**Stated task**.
Return each line below that contains the word "white", and leave out every other line.

Start of Entries shown

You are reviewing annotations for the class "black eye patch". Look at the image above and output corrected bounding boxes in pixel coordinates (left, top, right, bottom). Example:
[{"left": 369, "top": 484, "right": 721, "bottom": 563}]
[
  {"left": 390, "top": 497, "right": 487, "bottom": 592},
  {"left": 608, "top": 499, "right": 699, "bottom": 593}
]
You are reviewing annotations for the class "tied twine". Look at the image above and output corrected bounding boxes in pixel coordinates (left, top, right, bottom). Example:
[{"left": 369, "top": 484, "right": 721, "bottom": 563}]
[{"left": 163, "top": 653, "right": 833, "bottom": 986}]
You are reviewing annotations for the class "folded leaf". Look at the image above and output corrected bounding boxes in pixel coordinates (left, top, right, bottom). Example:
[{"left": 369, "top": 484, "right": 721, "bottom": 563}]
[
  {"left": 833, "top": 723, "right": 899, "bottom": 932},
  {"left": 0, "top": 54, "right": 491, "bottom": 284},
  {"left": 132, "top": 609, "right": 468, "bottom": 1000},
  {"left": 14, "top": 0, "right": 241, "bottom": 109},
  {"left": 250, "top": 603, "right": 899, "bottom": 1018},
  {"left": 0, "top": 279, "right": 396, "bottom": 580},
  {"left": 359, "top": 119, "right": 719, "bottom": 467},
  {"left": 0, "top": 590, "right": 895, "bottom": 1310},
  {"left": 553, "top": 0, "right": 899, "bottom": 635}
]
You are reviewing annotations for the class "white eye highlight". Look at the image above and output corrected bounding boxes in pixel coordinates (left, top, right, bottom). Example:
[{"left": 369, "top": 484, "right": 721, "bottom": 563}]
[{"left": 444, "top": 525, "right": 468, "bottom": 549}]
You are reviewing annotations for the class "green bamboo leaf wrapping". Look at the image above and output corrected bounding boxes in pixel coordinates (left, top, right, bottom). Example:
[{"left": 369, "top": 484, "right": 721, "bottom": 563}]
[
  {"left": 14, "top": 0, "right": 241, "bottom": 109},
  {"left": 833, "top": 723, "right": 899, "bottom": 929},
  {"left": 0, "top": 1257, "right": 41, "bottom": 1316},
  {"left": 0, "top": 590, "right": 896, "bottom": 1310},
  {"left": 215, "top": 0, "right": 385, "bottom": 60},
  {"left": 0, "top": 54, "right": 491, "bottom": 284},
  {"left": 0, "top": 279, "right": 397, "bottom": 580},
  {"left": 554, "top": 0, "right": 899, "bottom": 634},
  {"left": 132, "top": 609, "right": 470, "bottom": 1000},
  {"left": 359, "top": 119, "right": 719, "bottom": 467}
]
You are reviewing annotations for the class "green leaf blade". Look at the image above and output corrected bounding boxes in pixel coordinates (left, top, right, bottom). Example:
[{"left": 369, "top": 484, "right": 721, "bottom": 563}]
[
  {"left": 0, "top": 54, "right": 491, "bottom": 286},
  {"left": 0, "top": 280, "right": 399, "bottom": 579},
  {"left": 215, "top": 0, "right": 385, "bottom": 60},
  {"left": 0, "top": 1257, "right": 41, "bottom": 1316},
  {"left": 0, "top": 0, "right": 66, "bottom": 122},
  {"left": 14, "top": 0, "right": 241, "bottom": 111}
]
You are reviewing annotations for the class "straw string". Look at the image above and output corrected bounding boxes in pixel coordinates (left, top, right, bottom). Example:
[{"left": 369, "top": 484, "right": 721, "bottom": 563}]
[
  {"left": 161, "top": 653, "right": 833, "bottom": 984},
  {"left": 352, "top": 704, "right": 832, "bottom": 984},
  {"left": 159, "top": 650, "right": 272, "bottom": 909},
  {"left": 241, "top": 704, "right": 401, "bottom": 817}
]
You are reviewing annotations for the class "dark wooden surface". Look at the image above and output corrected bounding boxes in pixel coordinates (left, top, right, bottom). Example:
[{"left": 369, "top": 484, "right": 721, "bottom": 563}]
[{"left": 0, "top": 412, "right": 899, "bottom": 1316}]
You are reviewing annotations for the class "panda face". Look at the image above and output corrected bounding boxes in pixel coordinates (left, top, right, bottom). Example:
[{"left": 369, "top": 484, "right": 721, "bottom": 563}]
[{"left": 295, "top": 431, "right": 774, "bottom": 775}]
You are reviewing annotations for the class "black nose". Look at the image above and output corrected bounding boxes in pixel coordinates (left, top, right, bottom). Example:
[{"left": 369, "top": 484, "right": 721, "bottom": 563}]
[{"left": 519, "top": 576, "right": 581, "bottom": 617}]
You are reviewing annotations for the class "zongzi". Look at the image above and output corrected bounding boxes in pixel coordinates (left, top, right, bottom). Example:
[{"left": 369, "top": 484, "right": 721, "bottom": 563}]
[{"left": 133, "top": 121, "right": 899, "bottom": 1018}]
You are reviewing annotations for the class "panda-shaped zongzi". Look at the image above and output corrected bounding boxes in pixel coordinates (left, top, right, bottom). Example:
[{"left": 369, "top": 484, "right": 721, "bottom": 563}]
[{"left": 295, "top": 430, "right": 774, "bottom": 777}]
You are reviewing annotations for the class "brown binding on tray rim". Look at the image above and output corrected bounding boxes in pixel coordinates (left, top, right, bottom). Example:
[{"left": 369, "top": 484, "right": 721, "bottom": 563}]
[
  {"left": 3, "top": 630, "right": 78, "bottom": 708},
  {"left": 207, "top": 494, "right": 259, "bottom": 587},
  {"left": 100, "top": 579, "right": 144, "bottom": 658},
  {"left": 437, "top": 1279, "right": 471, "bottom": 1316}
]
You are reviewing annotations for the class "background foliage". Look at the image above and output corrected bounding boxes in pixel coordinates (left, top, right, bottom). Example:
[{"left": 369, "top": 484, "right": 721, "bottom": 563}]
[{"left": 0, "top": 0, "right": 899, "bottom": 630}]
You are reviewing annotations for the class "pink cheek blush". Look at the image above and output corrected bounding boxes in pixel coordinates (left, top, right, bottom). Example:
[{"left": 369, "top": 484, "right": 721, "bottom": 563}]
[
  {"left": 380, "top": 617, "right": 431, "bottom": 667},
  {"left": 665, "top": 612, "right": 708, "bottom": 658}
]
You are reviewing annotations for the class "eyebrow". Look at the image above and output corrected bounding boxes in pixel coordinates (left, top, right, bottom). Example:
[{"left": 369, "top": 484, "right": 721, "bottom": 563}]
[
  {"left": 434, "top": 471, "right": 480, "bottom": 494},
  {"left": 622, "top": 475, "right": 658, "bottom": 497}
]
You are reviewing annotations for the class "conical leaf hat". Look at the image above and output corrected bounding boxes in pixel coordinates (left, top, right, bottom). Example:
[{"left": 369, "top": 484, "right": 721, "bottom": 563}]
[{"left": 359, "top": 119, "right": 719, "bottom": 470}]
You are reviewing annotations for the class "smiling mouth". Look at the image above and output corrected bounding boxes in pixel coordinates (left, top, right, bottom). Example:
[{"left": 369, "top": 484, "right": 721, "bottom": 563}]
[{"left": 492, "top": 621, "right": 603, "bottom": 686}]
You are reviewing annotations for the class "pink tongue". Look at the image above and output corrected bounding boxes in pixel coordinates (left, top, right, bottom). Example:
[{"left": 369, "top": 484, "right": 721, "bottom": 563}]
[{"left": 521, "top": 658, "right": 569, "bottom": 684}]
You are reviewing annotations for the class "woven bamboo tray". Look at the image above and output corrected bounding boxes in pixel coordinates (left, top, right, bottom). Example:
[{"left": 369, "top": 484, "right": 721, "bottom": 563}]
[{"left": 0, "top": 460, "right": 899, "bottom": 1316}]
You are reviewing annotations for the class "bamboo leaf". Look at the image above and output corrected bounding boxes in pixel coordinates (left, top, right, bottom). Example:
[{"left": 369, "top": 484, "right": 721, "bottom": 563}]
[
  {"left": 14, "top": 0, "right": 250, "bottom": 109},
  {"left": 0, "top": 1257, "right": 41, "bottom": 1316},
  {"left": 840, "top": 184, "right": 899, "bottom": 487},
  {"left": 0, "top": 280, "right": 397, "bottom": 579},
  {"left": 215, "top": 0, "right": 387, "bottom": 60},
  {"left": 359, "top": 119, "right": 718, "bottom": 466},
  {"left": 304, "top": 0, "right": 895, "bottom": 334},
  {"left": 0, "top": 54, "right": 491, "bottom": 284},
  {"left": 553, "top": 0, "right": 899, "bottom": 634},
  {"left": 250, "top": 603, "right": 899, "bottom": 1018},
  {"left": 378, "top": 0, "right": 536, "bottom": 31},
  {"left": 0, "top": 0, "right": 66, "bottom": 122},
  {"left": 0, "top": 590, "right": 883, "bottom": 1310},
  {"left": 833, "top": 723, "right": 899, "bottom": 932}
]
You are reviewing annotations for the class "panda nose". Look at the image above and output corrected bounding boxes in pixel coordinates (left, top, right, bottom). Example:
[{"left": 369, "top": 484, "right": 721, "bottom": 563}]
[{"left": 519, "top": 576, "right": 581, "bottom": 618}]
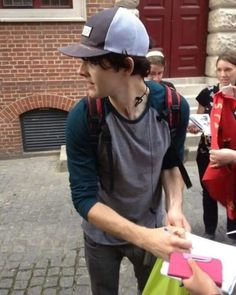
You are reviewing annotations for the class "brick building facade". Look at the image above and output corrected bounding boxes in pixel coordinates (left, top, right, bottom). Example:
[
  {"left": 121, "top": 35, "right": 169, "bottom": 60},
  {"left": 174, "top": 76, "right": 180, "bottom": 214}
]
[{"left": 0, "top": 0, "right": 113, "bottom": 157}]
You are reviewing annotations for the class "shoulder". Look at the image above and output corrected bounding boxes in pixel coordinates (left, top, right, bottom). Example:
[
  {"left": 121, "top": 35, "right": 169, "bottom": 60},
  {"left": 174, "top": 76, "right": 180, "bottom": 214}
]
[
  {"left": 161, "top": 80, "right": 176, "bottom": 90},
  {"left": 67, "top": 98, "right": 87, "bottom": 123}
]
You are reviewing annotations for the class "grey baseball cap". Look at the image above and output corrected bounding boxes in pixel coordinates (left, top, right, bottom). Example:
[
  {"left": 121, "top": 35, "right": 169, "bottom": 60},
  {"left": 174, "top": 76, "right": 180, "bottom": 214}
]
[{"left": 59, "top": 7, "right": 149, "bottom": 58}]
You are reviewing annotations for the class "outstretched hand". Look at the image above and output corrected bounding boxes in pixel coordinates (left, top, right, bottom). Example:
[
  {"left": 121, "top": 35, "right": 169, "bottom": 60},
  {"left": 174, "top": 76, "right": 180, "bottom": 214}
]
[
  {"left": 144, "top": 226, "right": 192, "bottom": 261},
  {"left": 183, "top": 259, "right": 223, "bottom": 295}
]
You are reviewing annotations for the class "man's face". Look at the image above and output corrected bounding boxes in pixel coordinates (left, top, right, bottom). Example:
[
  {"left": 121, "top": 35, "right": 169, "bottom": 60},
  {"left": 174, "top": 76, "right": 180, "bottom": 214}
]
[
  {"left": 216, "top": 60, "right": 236, "bottom": 86},
  {"left": 78, "top": 60, "right": 121, "bottom": 98},
  {"left": 148, "top": 64, "right": 164, "bottom": 83}
]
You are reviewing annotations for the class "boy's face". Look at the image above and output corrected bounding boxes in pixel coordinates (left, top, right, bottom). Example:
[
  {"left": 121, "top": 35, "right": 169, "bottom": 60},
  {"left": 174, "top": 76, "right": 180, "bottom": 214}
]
[
  {"left": 216, "top": 60, "right": 236, "bottom": 86},
  {"left": 148, "top": 64, "right": 164, "bottom": 83},
  {"left": 78, "top": 60, "right": 122, "bottom": 98}
]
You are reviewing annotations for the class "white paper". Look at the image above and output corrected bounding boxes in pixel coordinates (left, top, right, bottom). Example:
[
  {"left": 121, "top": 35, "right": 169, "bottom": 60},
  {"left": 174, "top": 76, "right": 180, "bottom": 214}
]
[
  {"left": 161, "top": 233, "right": 236, "bottom": 295},
  {"left": 189, "top": 114, "right": 211, "bottom": 135}
]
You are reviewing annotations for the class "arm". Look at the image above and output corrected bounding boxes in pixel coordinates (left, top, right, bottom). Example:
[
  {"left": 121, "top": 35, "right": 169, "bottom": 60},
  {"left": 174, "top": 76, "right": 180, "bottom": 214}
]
[
  {"left": 88, "top": 203, "right": 191, "bottom": 260},
  {"left": 183, "top": 259, "right": 223, "bottom": 295},
  {"left": 162, "top": 167, "right": 191, "bottom": 231},
  {"left": 210, "top": 149, "right": 236, "bottom": 168}
]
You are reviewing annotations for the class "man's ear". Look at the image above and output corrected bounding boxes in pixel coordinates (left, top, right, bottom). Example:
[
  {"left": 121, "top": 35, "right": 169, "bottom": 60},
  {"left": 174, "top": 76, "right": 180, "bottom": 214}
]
[{"left": 124, "top": 56, "right": 134, "bottom": 75}]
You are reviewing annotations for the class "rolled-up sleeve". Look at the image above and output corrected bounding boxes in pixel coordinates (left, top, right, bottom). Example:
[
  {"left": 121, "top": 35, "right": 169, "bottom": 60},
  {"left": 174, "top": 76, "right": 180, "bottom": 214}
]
[{"left": 66, "top": 99, "right": 98, "bottom": 220}]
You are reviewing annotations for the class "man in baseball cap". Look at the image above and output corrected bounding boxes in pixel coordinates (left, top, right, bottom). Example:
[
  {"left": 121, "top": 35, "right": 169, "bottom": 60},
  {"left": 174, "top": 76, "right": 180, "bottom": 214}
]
[{"left": 60, "top": 7, "right": 191, "bottom": 295}]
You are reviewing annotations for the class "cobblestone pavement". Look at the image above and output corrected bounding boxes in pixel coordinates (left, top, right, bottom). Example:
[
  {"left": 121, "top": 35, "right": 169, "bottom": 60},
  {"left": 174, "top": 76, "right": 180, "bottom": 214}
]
[{"left": 0, "top": 155, "right": 235, "bottom": 295}]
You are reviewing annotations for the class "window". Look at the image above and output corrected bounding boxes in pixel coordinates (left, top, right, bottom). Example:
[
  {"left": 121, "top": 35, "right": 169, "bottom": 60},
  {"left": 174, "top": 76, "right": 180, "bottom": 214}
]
[{"left": 0, "top": 0, "right": 86, "bottom": 22}]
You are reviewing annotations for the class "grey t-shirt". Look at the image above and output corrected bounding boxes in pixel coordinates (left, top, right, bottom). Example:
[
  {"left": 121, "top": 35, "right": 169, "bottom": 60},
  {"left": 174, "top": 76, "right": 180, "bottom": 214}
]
[{"left": 82, "top": 106, "right": 171, "bottom": 245}]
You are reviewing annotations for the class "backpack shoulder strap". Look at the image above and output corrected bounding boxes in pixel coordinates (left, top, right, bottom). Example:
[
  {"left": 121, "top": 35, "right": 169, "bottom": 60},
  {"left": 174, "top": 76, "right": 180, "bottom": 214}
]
[
  {"left": 86, "top": 97, "right": 114, "bottom": 191},
  {"left": 163, "top": 84, "right": 180, "bottom": 130},
  {"left": 86, "top": 97, "right": 105, "bottom": 152},
  {"left": 162, "top": 84, "right": 192, "bottom": 188}
]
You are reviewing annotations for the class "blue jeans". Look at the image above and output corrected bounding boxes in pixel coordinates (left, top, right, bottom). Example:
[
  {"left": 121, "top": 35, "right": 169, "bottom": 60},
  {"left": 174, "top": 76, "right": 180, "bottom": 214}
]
[{"left": 84, "top": 235, "right": 156, "bottom": 295}]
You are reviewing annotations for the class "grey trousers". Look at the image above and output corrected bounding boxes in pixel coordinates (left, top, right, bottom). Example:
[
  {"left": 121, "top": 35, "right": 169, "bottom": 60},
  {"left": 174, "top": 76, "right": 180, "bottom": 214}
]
[{"left": 84, "top": 235, "right": 156, "bottom": 295}]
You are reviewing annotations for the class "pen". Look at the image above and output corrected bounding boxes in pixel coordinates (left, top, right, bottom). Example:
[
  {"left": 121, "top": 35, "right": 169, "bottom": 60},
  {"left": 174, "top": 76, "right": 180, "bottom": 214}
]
[{"left": 226, "top": 230, "right": 236, "bottom": 235}]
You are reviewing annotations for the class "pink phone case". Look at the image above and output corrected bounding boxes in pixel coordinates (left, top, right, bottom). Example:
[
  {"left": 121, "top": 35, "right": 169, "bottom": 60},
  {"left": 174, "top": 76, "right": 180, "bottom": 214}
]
[{"left": 168, "top": 252, "right": 222, "bottom": 287}]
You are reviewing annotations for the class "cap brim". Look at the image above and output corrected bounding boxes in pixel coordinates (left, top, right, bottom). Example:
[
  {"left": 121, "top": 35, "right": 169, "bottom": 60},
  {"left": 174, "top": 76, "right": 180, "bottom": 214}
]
[{"left": 59, "top": 43, "right": 110, "bottom": 58}]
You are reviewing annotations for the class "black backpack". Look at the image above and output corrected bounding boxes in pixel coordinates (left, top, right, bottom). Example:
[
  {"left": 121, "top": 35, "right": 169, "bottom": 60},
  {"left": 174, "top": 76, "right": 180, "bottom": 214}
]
[{"left": 86, "top": 84, "right": 192, "bottom": 191}]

End of Entries shown

**Response to the task**.
You are reviewing annotations for the class "white eye highlight". Look at the image above and output corrected bounding boxes in pixel coordinates (left, top, right, bottom). Example:
You are reviewing annotations for the class "white paper". Look at the image above and output corrected bounding boxes in pixel coordinates (left, top, right, bottom). Example:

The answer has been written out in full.